WHAT THIS TASK INVOLVES: Please rescale the part of the listing that opens with the line containing "<item>green drum body</item>" and closes with the last line of the listing, both ends included, by repeating every line, requests too, with each outline vertex coordinate in the answers multiplied by 1.35 and rounded to a whole number, halves up. Give only those lines.

DATA IN THIS EXERCISE:

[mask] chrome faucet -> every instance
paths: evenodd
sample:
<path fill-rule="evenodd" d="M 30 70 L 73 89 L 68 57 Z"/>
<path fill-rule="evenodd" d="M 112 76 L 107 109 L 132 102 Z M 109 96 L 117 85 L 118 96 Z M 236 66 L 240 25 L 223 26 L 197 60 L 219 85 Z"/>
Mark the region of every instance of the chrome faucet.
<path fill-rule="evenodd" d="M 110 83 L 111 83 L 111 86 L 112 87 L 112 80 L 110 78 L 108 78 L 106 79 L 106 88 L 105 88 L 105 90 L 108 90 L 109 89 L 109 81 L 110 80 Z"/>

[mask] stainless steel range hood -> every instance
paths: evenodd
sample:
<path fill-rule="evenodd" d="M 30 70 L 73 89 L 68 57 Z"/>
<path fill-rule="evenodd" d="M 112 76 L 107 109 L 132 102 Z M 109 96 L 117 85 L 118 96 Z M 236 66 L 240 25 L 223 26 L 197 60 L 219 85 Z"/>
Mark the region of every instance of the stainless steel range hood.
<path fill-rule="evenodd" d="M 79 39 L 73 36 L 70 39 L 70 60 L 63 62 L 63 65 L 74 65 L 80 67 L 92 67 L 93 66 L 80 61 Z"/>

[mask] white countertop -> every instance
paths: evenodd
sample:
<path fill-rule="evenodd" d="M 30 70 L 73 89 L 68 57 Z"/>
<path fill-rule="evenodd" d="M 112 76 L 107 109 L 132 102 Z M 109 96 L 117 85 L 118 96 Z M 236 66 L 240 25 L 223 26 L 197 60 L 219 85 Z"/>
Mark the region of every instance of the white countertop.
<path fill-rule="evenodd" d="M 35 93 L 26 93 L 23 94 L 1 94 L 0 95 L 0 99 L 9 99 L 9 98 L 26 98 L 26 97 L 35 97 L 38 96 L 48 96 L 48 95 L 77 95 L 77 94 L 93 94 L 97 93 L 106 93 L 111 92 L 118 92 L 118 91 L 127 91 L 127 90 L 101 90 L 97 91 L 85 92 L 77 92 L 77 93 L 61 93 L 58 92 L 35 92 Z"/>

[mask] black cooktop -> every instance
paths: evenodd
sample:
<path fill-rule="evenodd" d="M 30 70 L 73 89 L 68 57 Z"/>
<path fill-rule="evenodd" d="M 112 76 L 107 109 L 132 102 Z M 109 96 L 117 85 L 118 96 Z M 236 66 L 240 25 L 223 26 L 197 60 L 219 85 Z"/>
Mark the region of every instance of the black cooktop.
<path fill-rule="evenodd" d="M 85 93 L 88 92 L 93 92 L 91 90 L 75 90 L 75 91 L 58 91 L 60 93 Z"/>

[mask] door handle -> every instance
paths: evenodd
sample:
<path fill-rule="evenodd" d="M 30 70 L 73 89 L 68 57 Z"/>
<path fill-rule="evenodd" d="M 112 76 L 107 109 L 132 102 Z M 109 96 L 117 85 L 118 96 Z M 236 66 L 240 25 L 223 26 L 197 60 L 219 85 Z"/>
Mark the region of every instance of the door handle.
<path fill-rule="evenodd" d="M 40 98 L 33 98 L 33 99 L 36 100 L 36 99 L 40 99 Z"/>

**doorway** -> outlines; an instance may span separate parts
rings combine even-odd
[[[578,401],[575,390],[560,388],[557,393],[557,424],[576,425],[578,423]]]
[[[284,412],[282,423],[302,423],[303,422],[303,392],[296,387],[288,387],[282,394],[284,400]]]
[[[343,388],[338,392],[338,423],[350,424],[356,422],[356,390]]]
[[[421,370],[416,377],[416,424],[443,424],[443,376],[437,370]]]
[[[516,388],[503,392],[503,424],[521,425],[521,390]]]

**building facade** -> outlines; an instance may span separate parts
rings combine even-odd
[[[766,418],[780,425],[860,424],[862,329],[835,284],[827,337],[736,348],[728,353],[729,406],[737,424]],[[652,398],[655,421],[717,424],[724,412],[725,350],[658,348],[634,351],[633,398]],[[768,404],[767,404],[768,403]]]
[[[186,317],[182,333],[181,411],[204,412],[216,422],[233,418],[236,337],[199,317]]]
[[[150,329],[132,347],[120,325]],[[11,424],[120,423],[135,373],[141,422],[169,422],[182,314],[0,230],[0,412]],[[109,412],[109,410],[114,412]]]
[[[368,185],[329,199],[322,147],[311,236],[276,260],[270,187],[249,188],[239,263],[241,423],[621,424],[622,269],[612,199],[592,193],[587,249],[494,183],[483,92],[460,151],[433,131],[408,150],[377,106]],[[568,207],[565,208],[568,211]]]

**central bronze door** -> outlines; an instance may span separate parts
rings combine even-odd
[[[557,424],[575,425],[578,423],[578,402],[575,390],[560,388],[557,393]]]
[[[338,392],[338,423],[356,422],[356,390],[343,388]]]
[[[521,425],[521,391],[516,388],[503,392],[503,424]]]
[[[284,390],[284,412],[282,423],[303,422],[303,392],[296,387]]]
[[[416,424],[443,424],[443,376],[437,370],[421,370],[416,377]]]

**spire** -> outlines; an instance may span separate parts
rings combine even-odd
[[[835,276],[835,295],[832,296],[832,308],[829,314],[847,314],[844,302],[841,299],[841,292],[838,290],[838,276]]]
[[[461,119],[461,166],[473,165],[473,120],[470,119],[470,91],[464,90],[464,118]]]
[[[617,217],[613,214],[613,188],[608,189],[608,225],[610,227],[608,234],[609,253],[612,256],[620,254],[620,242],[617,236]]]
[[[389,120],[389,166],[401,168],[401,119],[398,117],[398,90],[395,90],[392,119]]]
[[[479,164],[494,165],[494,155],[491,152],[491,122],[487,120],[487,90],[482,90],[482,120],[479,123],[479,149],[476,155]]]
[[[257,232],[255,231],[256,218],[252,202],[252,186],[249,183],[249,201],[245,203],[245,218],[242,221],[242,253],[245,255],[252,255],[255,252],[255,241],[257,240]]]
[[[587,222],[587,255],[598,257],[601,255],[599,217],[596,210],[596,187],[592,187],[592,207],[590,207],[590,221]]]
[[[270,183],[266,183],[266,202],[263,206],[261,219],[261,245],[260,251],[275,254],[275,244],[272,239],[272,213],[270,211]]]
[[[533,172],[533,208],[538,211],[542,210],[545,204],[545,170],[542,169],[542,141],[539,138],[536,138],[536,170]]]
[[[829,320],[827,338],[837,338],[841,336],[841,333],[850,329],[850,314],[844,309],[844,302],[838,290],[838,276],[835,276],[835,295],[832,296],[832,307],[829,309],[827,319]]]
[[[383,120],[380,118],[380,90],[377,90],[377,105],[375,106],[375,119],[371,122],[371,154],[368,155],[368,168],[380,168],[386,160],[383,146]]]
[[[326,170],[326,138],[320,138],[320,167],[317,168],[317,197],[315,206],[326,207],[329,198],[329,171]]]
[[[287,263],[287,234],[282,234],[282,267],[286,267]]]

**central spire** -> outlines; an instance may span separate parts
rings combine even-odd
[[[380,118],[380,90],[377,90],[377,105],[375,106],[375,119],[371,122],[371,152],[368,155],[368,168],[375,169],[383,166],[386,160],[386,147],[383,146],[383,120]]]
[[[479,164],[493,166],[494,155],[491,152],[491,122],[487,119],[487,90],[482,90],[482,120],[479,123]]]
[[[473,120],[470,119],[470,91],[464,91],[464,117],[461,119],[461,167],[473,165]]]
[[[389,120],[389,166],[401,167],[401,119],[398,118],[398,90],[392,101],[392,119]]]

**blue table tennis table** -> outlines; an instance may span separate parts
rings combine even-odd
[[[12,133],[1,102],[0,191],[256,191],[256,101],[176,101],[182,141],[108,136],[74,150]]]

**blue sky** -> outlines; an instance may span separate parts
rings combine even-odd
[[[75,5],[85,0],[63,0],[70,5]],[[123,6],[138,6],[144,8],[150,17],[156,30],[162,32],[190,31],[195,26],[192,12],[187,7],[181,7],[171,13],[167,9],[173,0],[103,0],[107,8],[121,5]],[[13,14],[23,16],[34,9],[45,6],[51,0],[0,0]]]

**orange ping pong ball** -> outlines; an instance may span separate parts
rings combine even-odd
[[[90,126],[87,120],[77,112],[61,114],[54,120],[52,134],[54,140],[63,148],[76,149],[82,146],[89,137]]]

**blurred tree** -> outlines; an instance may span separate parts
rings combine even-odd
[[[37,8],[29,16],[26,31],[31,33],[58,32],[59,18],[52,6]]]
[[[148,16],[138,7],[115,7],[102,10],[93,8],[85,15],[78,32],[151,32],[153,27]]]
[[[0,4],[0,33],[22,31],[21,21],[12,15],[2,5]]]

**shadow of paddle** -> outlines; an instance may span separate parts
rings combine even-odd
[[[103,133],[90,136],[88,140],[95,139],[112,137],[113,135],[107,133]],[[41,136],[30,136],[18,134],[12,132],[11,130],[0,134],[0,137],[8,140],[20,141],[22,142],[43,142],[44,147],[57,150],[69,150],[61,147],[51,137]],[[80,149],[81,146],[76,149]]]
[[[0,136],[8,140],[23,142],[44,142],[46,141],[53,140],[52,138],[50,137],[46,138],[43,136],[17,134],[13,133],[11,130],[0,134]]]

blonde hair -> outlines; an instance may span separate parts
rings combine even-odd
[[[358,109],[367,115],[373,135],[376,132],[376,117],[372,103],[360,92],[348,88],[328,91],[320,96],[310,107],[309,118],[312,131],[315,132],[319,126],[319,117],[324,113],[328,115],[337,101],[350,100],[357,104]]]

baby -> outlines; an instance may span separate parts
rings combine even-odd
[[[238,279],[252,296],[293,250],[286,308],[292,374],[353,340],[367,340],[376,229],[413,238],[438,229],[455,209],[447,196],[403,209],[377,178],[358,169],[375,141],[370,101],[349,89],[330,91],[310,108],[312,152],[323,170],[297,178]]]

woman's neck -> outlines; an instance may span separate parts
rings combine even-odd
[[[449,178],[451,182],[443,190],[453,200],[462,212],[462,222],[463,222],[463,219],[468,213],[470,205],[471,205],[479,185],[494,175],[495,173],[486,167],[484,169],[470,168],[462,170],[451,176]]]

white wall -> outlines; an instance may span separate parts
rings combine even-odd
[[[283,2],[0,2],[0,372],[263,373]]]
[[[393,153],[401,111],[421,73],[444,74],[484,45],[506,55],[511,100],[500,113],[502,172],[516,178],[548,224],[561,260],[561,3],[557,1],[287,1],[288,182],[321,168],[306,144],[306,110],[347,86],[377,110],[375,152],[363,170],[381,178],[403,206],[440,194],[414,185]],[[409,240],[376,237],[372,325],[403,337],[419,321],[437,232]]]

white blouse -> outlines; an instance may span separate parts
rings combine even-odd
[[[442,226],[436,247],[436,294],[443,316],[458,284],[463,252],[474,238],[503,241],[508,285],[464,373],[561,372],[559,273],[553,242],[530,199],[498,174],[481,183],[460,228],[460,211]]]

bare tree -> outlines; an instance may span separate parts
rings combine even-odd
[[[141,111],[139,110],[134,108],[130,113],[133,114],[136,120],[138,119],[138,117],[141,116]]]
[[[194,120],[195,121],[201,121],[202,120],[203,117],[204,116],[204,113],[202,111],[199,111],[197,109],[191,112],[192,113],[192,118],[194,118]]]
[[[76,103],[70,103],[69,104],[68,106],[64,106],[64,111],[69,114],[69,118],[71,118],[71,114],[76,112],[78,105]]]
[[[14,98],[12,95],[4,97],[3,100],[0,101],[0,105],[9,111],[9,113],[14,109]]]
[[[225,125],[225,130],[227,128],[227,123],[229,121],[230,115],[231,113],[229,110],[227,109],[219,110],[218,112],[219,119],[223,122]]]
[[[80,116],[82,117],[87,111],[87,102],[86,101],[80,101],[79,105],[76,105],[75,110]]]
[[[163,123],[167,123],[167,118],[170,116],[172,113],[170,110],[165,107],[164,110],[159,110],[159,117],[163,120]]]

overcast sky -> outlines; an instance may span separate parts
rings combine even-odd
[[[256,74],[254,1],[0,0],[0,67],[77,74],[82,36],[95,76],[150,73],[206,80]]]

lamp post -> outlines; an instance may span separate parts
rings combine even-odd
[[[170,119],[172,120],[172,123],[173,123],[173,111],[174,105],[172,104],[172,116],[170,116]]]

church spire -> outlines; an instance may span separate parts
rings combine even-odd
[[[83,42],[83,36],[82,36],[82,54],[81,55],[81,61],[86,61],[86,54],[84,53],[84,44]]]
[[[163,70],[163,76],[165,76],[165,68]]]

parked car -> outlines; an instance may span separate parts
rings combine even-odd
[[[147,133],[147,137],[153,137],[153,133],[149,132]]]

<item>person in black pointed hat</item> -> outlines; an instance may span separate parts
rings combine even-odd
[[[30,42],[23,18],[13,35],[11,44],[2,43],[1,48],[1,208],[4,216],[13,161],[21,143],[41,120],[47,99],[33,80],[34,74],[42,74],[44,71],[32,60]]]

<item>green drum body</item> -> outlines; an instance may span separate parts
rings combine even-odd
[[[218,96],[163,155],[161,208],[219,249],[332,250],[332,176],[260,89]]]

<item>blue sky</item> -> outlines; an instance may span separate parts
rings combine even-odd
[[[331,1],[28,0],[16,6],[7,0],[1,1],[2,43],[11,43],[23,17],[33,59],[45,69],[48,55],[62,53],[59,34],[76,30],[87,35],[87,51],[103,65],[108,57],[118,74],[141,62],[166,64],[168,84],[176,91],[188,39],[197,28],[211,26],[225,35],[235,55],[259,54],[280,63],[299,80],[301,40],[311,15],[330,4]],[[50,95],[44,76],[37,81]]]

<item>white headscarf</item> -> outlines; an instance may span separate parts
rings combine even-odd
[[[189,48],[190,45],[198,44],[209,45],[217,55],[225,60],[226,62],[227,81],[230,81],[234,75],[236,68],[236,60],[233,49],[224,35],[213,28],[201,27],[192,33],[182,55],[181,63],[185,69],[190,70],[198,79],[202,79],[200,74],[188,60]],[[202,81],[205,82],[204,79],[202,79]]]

EXERCISE RESPONSE:
<item>green drum body</item> -> outlines; an instance may span separate parts
rings combine even-odd
[[[294,130],[220,209],[217,281],[296,336],[448,338],[448,238],[351,120]]]

<item>blue sky</item> -> outlines; an instance may span separate parts
rings combine even-odd
[[[447,1],[38,0],[22,8],[9,0],[1,1],[3,58],[15,58],[31,23],[45,80],[61,93],[65,74],[84,72],[80,46],[103,41],[117,47],[117,69],[139,88],[146,77],[159,100],[190,84],[224,86],[227,113],[238,123],[254,53],[266,38],[285,35],[304,47],[317,74],[350,73],[378,85],[404,108],[406,54],[420,20],[446,5]],[[68,128],[59,103],[50,109]]]

<item>white headscarf</item> -> outlines; an instance may span separate parts
rings combine even-odd
[[[255,65],[257,61],[267,59],[282,61],[293,74],[304,81],[305,84],[306,109],[311,109],[316,101],[319,92],[319,81],[315,66],[302,47],[288,38],[271,36],[259,45],[246,74],[244,85],[250,93],[257,95],[267,107],[273,107],[270,100],[254,81]],[[273,109],[277,111],[275,107],[273,107]]]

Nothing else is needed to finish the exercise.